• _Stated task_
Could you return every line of the material below, unchanged?

• _Records from a point-labeling set_

* Begin *

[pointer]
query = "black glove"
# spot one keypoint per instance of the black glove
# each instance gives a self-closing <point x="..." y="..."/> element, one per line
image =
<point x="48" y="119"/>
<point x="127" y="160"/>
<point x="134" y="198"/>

* End *

• _Correct result_
[pointer]
query = "black glove"
# spot one keypoint per instance of the black glove
# each instance gives a self-closing <point x="..." y="..."/> element, one per line
image =
<point x="48" y="119"/>
<point x="127" y="160"/>
<point x="134" y="198"/>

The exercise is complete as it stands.